● RECORDS FOR THE TASK:
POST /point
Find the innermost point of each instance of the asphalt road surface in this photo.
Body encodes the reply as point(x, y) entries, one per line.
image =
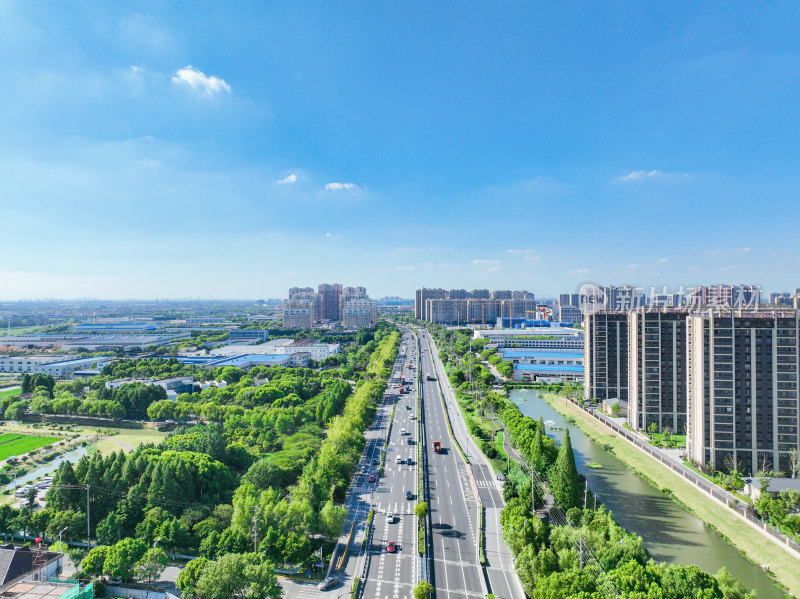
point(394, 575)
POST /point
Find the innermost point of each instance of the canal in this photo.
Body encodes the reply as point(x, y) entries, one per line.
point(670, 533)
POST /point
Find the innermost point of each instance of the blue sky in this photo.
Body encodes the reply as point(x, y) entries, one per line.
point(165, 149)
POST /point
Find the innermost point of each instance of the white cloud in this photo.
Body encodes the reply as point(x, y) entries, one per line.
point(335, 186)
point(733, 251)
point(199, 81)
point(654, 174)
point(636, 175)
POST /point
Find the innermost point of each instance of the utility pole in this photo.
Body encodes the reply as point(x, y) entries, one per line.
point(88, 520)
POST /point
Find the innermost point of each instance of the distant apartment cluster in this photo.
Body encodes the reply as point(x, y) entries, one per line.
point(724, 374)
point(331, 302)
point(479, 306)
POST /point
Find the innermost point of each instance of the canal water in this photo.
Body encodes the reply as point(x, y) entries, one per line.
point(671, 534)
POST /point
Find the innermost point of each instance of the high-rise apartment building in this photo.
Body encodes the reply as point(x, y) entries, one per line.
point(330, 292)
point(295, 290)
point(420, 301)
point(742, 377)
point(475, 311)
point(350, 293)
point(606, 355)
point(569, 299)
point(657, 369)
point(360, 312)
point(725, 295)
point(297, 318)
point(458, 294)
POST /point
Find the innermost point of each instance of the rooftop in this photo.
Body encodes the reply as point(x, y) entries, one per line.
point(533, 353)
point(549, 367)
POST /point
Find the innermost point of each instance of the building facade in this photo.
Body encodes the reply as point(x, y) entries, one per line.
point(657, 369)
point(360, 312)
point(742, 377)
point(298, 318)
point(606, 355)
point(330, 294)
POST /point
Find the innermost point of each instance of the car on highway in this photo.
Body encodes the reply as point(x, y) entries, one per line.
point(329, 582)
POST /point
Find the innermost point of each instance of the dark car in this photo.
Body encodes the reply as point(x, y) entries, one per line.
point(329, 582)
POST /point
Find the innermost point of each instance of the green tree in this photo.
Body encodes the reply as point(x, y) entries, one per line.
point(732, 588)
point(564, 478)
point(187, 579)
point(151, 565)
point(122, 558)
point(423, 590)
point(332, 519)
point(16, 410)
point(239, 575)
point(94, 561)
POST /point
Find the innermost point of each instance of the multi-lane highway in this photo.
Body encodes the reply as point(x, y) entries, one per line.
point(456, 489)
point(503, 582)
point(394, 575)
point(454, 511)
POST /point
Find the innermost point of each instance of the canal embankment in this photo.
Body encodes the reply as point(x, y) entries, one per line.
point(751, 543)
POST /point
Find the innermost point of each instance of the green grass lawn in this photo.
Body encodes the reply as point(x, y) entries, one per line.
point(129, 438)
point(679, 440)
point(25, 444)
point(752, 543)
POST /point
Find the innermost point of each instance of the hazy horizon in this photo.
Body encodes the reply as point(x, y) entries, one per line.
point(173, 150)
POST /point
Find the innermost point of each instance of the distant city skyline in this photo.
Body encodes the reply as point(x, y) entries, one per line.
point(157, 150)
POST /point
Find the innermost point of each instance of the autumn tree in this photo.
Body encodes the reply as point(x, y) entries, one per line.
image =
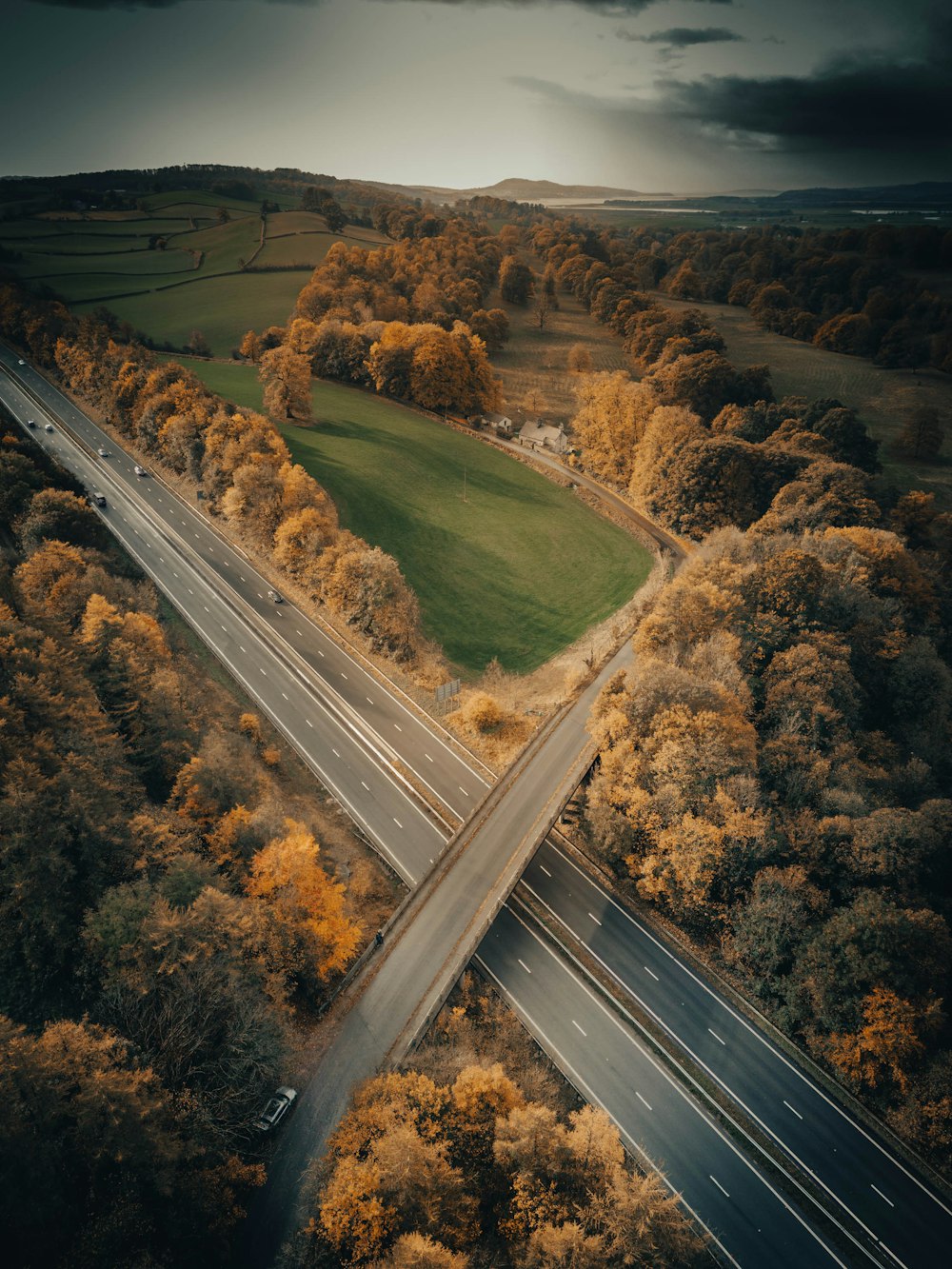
==
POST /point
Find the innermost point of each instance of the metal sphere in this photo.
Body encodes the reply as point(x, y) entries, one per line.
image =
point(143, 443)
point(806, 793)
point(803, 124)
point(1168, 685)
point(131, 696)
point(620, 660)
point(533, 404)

● INSTRUCTIONS FOR THE TASK: Filter the data above, returning unchanged every line that contains the string "green".

● RESPONSE:
Find the innermost point of each instance of the green tree in this photo.
Find the innermost point of each instance of the green grass lawn in this photo.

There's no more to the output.